## Problem to work on
Search the records below for "INSTRUCTION = locate a point on each instance of the far". Return that line and all remaining lines exactly.

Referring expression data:
··········
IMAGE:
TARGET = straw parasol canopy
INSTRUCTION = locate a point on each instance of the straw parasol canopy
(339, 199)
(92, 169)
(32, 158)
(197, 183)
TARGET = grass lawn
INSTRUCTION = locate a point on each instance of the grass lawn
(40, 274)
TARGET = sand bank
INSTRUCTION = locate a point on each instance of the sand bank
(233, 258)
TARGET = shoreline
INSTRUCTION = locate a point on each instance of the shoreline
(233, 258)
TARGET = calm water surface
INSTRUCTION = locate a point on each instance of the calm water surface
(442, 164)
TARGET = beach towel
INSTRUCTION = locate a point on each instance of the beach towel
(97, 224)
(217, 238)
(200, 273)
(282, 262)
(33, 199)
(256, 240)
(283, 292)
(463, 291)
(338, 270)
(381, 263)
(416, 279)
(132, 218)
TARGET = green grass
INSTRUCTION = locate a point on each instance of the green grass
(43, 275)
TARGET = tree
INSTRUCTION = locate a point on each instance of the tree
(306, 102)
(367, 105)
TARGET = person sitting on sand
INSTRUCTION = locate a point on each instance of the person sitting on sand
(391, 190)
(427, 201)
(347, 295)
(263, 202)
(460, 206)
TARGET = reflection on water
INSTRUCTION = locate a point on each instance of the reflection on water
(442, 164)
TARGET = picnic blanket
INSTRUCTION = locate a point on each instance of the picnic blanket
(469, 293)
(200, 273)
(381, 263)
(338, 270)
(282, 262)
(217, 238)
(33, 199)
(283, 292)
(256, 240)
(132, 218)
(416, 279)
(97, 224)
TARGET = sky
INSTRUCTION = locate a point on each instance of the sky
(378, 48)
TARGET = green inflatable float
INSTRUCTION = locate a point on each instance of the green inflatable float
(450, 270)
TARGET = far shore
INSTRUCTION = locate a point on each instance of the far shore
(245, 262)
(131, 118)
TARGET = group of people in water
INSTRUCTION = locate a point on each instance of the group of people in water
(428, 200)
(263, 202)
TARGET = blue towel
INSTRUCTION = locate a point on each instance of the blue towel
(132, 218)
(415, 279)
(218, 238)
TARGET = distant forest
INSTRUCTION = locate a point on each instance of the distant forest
··········
## Answer to the problem
INSTRUCTION = locate a point on each instance of the far shore
(245, 262)
(131, 118)
TARGET = group of people in water
INSTRUCTION = locate a point on each instance of the group of people in water
(428, 200)
(263, 202)
TARGET = blue towel
INSTRUCTION = locate a point on each instance of the blue towel
(132, 218)
(415, 279)
(218, 238)
TARGET = distant forest
INSTRUCTION = locate a point on each instance of the distant forest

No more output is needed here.